• **Problem requirements**:
Copy every line of the items, requests included, from the line that contains "example: [14, 86]" through the line that contains "[337, 1014]". Shift each answer point's coordinates by adding 139 to both numbers, and leave all other numbers as they are.

• **Stored records**:
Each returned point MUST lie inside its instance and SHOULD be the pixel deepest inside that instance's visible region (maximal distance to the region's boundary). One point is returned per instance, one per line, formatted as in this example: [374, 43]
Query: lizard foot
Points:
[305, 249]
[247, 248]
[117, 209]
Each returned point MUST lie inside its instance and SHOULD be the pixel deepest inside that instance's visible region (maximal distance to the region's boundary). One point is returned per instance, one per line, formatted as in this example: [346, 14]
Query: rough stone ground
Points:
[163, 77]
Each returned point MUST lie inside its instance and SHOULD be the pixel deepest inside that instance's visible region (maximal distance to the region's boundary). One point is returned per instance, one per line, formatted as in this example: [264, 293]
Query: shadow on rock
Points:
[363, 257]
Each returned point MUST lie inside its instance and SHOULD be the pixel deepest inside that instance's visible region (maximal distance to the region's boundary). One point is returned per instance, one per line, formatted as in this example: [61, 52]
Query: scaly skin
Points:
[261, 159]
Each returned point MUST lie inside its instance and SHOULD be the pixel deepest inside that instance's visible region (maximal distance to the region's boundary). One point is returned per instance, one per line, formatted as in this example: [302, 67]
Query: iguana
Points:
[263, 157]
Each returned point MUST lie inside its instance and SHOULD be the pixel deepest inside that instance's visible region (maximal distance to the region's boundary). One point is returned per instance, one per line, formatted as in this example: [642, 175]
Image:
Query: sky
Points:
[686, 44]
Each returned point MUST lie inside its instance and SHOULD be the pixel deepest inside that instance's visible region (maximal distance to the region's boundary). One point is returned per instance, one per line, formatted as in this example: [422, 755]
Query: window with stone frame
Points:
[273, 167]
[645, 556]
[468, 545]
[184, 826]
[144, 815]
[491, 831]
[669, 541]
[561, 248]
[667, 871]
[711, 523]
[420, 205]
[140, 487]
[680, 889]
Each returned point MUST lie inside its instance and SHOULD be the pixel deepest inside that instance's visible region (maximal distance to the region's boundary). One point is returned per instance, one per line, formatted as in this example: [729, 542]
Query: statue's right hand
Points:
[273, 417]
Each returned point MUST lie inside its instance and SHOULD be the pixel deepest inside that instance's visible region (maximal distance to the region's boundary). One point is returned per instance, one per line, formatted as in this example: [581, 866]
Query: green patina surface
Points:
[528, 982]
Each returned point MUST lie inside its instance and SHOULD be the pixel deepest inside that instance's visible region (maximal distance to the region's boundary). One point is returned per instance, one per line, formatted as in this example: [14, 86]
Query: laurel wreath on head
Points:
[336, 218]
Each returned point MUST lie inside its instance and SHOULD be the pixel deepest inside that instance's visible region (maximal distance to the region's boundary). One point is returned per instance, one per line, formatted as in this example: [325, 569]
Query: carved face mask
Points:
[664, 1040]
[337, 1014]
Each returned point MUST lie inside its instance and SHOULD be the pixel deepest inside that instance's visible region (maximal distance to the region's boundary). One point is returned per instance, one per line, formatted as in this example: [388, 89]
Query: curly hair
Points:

• **Task output**:
Each returned point MUST lie inside its instance and SHOULD be the pixel deepest inside that instance's visible region (maximal distance to the region's boundary). One point is returned per instance, one per line, formatted as in this example: [14, 86]
Query: laurel wreath on head
Points:
[475, 357]
Each returned point MUST lie inside its instance and SHOULD be the pixel deepest inside that instance's visible region (maximal distance to the region's boundary). One point is returned per instance, one per line, formatted as in this example: [325, 569]
Query: carved face mask
Points:
[803, 1179]
[476, 1153]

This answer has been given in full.